ACTIVITY
The required output is the exact sequence of lines from the line holding "man in blue" to the end of the records, inclusive.
** RECORDED INFORMATION follows **
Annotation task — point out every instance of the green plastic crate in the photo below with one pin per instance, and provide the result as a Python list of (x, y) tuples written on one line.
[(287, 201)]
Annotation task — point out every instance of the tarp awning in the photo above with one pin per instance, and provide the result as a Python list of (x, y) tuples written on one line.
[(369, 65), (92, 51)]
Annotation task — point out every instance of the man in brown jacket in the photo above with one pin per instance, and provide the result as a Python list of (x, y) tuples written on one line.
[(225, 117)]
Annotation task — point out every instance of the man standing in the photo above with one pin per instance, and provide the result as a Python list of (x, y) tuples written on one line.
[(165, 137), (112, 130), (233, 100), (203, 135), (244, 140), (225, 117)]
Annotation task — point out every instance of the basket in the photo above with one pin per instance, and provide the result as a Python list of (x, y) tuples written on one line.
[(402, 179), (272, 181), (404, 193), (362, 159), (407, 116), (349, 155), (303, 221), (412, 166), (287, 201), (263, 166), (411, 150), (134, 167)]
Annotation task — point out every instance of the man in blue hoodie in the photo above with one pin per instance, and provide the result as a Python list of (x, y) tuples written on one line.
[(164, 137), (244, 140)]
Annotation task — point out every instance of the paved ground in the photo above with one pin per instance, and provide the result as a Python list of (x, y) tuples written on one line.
** End of RECORDED INFORMATION **
TASK SOLUTION
Annotation task — point out every instance of the man in blue hoodie in the photo above with one pin per instance, and provide the result as a Python list of (x, y) tuples written on one line.
[(164, 137), (244, 140)]
Annotation task — point out every instance of the paved ground in the photo above with one pin per instance, and provide the result as a Python list of (x, y) tuples written on one line.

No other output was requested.